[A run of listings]
-*-*-
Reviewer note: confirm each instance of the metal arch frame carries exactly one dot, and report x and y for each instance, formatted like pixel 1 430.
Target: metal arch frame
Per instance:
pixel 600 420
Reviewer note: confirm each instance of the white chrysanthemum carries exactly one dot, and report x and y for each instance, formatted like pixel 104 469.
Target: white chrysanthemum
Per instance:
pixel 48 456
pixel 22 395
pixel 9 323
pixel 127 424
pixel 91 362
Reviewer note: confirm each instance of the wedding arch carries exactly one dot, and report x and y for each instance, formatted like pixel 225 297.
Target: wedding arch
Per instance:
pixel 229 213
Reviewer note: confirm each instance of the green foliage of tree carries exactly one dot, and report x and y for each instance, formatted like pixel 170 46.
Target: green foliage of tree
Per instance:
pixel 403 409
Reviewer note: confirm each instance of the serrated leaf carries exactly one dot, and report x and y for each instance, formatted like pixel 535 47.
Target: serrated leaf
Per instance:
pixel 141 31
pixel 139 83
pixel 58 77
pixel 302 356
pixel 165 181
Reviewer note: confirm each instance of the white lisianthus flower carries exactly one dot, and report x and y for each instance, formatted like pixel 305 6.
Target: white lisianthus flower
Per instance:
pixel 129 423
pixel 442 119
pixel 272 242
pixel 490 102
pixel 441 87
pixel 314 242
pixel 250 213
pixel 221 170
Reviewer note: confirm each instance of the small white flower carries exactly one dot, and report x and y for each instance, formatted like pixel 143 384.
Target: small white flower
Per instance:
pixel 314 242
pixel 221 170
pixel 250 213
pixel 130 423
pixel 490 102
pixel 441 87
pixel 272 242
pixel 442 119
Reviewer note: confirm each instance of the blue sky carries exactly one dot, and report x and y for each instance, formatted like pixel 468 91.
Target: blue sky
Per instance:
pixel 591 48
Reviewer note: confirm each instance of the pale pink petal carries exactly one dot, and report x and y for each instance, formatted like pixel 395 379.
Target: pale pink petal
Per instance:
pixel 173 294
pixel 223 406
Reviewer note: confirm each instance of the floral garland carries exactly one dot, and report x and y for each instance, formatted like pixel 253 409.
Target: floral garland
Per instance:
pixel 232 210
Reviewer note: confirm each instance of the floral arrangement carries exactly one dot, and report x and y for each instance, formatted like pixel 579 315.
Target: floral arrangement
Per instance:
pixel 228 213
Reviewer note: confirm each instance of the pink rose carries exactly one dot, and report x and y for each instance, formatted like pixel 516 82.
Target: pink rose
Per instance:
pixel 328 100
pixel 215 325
-*-*-
### STATED PROBLEM
Can you copy the whole listing above line for line, leaving every word and number unchanged?

### SOLUTION TO THIS EXERCISE
Reviewer note: confirm each instance of the metal arch frame carries exactly one dot, and report x and y for each instance, formatted like pixel 1 430.
Target: metal arch frame
Per instance:
pixel 600 420
Reviewer note: confirm each instance of the white chrysanthemum carries exactly one dot, and report x and y for each instance, formatted like pixel 104 469.
Target: white chrysanthemum
Per instance:
pixel 48 456
pixel 22 395
pixel 9 323
pixel 127 424
pixel 91 362
Reviewer note: confirm each instance of the wedding arch carries exactly one dot, and report x and y for each instance, formatted like pixel 225 297.
Target: wedding arch
Per instance:
pixel 229 213
Reviewer note: confirm each instance of the green foliage of tree carries exactly one dot, and report x and y for each instance, formatted like pixel 170 46.
Target: green foliage of tree
Per instance:
pixel 403 409
Reviewer note: confirm each instance of the serrated leaf carries exactly one dot, and report x and y for each instance, formatted like pixel 535 47.
Target: serrated leaf
Per instance:
pixel 141 31
pixel 139 83
pixel 58 77
pixel 302 356
pixel 165 181
Reviewer note: confirm each instance of the white lisianthus flower carries exactly one dot, and report x and y for each instance, formatted like pixel 305 6.
Target: white lisianthus flower
Per instance:
pixel 129 423
pixel 442 119
pixel 272 242
pixel 490 102
pixel 441 87
pixel 314 242
pixel 250 213
pixel 221 170
Reviewer note: confirm each instance of the small white flower carries exactly one dot, and report x and y for each instance, formatted like pixel 143 384.
Target: small white flower
Per instance:
pixel 314 242
pixel 221 170
pixel 250 213
pixel 130 423
pixel 490 102
pixel 441 87
pixel 272 242
pixel 442 119
Reviewer note: confirm each instance of the blue sky carries exactly one dot, and report x and y for each instance, formatted like pixel 468 91.
Target: blue sky
Per instance:
pixel 591 48
Reviewer note: confirm each instance of the pale pink petal carries exactly one dot, and report x and y for each instance, formatted like pixel 395 379.
Target: pale pink petal
Per instance:
pixel 173 294
pixel 223 406
Reviewer note: confirm each instance of the floral garland carries exactly one dot, and report x and y for each instance, formatted like pixel 253 409.
Target: floral garland
Per instance:
pixel 232 210
Reviewer note: confirm each instance of the floral arrangement carries exactly one dot, and report x and y for each instance, formatted like pixel 579 315.
Target: floral arrangement
Per instance:
pixel 228 213
Reviewer note: confirm each instance of the pink rose carries exactly one dot, and report x and y for each instance, formatted like pixel 516 82.
Target: pink rose
Per instance:
pixel 328 100
pixel 215 325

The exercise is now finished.